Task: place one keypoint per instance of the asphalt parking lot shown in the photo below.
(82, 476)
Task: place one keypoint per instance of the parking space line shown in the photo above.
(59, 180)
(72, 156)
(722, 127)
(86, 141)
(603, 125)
══════════════════════════════
| Your objective |
Switch every "keypoint" in the material above to "marker" and write out all of the material again with nothing else changed.

| Reply |
Task: place one marker per instance of the asphalt parking lot shown in the photo below.
(82, 476)
Task: place one marker per instance of the parking space line shown in the photo above.
(59, 180)
(72, 156)
(722, 127)
(86, 141)
(603, 125)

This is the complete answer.